* [CONSIGNE ÉCRITE]
Dans la discussion sur Safari et Fortis PCBanking, selon Filou53, le programme de quelle banque concurrente fonctionne ?

#### EXTRAIT DE SOURCE

# Safari incompatible avec Fortis PCBanking (Belgique) ?



## Filou53 (14 Juin 2003)

Bonjour.
Apparemment, le pgm de gestion de compte bancaire on-line 'mis à disposition' par Fortis/Belgique ne serait pas compatible avec Safari: je ne parviens pas à passer l'écran d'entrée (alors que j'y arrive avec M$I Explorer). 
	

	
	
		
		

		
			




Quelqu'un aurait une autre exprérience en la matière ?
(par contre avec le pgm de Dexia, un de leurs concurrents, cela fct)

Filou


----------



## alfred (14 Juin 2003)

passe chez ing et utilise homebank, ca marche très bien et c'est indépendant de tous browser.


----------



## Filou53 (23 Novembre 2003)

Bonjour.
Je vais effectivement envisager Ing tellement Fortis commence à me fatiguer...
Ceci dit, je viens de downloader Java1,4,1 et depuis, cela semble fonctionner...  
	

	
	
		
		

		
		
	


	




Filou


----------



## decoris (24 Novembre 2003)

moi PC banking avec fortis marche très bien!


----------



## Blob (24 Novembre 2003)

Pareil sous os X.3 safari 1.1  cela marche sans probleme... Mais leur site/systeme n'est pas vraiment génial surtout comparé a celui de la BBL (je ne fais pas de pub mais il est vachement plus facile et pratique &gt; application séparée pour mac, pas de digipass etc)

########
#### CONTENU DES DONNÉES

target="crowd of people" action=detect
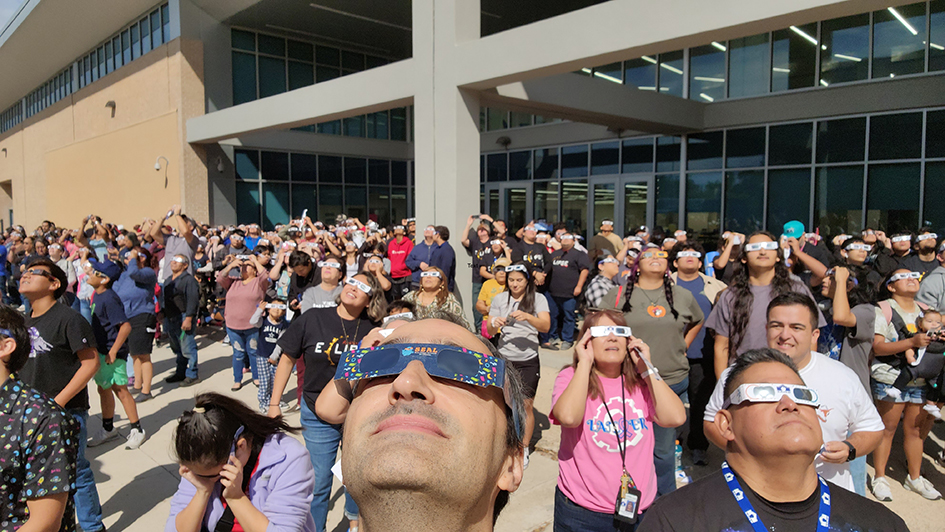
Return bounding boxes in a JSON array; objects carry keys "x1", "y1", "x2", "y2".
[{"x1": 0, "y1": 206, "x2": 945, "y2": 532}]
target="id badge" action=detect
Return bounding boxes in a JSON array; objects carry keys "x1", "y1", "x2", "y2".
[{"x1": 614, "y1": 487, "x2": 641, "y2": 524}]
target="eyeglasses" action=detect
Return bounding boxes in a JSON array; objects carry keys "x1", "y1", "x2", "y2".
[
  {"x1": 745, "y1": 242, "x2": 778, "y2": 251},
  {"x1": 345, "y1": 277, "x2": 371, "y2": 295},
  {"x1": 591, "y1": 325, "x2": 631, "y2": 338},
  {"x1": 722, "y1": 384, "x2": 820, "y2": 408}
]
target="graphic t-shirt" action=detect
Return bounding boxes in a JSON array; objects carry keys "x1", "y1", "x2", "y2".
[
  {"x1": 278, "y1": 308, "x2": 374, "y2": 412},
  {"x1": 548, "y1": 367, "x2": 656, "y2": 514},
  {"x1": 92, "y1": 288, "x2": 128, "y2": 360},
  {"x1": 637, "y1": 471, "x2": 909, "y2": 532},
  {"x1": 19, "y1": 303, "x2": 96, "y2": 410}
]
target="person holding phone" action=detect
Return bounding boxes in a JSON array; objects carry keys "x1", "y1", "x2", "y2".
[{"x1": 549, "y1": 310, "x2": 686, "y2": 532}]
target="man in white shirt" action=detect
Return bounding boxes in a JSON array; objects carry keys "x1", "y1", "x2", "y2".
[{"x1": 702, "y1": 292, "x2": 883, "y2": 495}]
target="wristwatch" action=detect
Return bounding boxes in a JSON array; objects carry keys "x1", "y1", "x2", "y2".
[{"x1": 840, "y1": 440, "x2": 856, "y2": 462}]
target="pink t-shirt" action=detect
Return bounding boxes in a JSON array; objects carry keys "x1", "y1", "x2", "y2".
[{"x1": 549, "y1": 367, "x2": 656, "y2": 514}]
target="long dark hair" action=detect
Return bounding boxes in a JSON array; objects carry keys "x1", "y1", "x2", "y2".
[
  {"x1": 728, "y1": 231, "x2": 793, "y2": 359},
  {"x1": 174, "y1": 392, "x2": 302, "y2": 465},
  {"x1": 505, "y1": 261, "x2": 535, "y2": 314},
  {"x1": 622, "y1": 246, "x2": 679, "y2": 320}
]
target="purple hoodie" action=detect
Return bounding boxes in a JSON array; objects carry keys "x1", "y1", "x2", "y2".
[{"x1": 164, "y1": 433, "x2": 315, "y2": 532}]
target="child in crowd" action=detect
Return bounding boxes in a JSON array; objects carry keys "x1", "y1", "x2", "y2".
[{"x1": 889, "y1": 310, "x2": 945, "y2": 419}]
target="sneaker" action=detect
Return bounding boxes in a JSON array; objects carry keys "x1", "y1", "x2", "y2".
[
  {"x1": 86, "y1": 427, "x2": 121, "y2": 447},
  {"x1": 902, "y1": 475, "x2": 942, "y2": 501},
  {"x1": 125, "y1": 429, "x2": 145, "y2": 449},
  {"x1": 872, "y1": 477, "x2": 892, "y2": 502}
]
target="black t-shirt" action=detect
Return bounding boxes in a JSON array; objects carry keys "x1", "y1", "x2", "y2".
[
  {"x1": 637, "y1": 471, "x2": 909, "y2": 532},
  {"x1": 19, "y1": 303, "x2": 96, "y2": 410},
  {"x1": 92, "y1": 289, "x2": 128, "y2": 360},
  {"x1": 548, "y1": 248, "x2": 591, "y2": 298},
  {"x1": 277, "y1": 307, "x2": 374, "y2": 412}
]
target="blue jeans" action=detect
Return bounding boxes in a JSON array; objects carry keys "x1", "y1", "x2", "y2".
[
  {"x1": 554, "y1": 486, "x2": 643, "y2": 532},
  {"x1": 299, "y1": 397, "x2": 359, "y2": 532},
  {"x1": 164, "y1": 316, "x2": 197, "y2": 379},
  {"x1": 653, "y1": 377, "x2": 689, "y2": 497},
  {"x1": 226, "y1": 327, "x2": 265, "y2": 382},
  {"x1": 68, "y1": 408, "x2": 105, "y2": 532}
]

########

* [RÉPONSE AU PROBLÈME]
Celui de Dexia.